+++ EXTRAIT DU DOCUMENT +++

Le fonds abonde en témoignages sur l’évolution de Paris, notamment les clichés de Marville qui a immortalisé la transformation de la ville sous Napoléon III, dans ses aspects les plus grandioses – les gares, les Halles – mais aussi les plus triviaux. Le photographe a ainsi légué à la postérité une vaste campagne photographique dédiée aux lieux d’aisance, éléments urbains dont il a documenté l’étonnante variété architecturale élevant les cabinets pour dames, urinoirs à stalles ou à écran d’arbustes, à la dignité de monuments historiques. Un surprenant inventaire à la Prévert qui souligne que les collections des musées de la Ville de Paris brillent non seulement par la qualité d’œuvres insignes, mais aussi par des pièces nettement plus insolites.

+++ DONNÉES FOURNIES +++

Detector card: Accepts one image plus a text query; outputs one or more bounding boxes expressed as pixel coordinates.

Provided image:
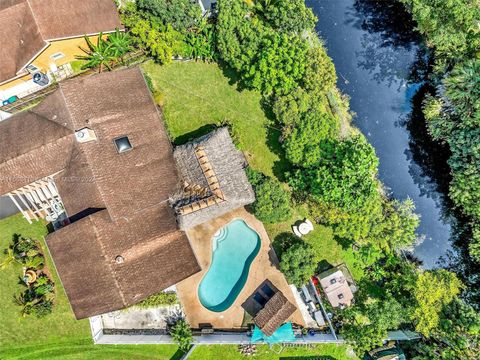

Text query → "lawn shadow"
[170,349,185,360]
[260,97,292,182]
[272,232,302,259]
[279,355,337,360]
[173,124,218,145]
[218,61,248,92]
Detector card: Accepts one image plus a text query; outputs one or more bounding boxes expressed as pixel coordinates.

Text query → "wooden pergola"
[7,176,65,224]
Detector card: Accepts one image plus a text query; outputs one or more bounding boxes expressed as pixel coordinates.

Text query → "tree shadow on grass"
[272,232,302,259]
[218,60,248,92]
[173,124,218,145]
[279,355,337,360]
[170,349,185,360]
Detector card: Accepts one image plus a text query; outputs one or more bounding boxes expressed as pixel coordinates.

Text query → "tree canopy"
[290,136,378,210]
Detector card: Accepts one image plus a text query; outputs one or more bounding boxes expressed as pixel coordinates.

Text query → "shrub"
[31,300,53,318]
[280,243,317,287]
[170,320,193,352]
[136,0,202,31]
[250,171,292,224]
[289,136,379,211]
[135,291,178,309]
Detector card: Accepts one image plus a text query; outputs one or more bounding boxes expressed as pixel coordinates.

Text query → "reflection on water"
[307,0,456,268]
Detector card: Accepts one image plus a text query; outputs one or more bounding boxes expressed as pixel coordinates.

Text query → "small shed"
[253,291,296,336]
[318,268,353,308]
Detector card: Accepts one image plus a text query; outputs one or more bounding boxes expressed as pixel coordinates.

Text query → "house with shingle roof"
[0,0,122,106]
[0,68,254,319]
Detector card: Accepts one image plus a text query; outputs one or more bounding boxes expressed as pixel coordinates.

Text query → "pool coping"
[197,217,262,313]
[177,207,305,330]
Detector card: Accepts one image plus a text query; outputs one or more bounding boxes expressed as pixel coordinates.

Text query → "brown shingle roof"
[172,127,255,229]
[0,68,200,318]
[61,66,179,220]
[0,111,73,194]
[0,0,122,83]
[253,291,295,336]
[27,0,121,40]
[47,205,200,319]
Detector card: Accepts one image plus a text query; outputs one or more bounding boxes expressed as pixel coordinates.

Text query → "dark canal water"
[307,0,455,268]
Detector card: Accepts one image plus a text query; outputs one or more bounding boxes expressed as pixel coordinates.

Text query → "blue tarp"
[251,322,296,344]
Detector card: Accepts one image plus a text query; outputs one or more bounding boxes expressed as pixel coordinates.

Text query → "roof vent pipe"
[75,128,97,143]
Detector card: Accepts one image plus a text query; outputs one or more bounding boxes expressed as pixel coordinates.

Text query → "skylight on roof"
[113,136,133,154]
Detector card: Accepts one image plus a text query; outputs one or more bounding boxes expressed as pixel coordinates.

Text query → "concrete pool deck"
[177,208,305,329]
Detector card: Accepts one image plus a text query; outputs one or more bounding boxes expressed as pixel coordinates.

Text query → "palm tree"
[186,16,215,60]
[0,248,18,270]
[76,33,114,73]
[254,0,279,17]
[107,28,133,64]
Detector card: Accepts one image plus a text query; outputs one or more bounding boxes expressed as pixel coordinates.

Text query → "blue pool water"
[198,219,261,312]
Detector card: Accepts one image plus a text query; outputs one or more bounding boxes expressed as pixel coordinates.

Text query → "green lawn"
[143,62,285,180]
[0,214,177,360]
[0,341,181,360]
[189,344,357,360]
[143,62,362,279]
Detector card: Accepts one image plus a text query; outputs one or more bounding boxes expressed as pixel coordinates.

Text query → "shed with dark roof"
[253,290,296,336]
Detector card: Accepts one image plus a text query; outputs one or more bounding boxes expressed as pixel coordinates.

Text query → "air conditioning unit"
[75,128,97,143]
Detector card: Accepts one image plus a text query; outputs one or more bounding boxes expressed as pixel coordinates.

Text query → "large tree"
[413,269,462,337]
[136,0,202,32]
[290,135,378,210]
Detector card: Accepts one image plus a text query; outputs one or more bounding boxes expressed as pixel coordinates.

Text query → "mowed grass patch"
[142,62,286,177]
[189,344,357,360]
[0,341,182,360]
[264,206,363,280]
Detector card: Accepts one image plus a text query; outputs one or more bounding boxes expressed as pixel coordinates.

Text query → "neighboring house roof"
[319,268,353,307]
[172,127,255,229]
[253,290,296,336]
[0,0,122,83]
[0,68,200,318]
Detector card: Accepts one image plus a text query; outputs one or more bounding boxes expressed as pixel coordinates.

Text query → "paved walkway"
[96,333,344,345]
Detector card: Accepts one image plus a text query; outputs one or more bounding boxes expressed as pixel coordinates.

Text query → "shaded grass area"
[142,62,287,177]
[264,209,363,280]
[189,344,356,360]
[0,341,181,360]
[0,214,178,360]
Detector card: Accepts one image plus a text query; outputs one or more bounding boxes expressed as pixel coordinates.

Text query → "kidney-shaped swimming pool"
[198,219,261,312]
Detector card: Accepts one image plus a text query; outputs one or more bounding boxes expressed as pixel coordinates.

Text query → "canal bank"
[307,0,455,268]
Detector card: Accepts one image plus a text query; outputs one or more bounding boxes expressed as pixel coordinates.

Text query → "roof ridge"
[88,209,128,306]
[25,0,44,40]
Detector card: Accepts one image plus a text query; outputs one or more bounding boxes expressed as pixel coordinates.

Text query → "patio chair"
[292,225,302,237]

+++

▸ **EXERCICES À TRAITER**
a. Dans le texte sur les clichés de Marville, recopiez à l'identique le passage situé entre "Le fonds abonde" et "nettement plus insolites.", ces deux bornes comprises.
b. Traduisez en anglais cette phrase du texte sur les clichés de Marville : « Un surprenant inventaire à la Prévert qui souligne que les collections des musées de la Ville de Paris brillent non seulement par la qualité d’œuvres insignes, mais aussi par des pièces nettement plus insolites. »

▸ **RÉPONSES AUX EXERCICES**
a.
Le fonds abonde en témoignages sur l’évolution de Paris, notamment les clichés de Marville qui a immortalisé la transformation de la ville sous Napoléon III, dans ses aspects les plus grandioses – les gares, les Halles – mais aussi les plus triviaux. Le photographe a ainsi légué à la postérité une vaste campagne photographique dédiée aux lieux d’aisance, éléments urbains dont il a documenté l’étonnante variété architecturale élevant les cabinets pour dames, urinoirs à stalles ou à écran d’arbustes, à la dignité de monuments historiques. Un surprenant inventaire à la Prévert qui souligne que les collections des musées de la Ville de Paris brillent non seulement par la qualité d’œuvres insignes, mais aussi par des pièces nettement plus insolites.

b. A surprising Prévert-style inventory that shows that the collections of the City of Paris museums stand out not only for the quality of remarkable works, but also for decidedly more unusual pieces.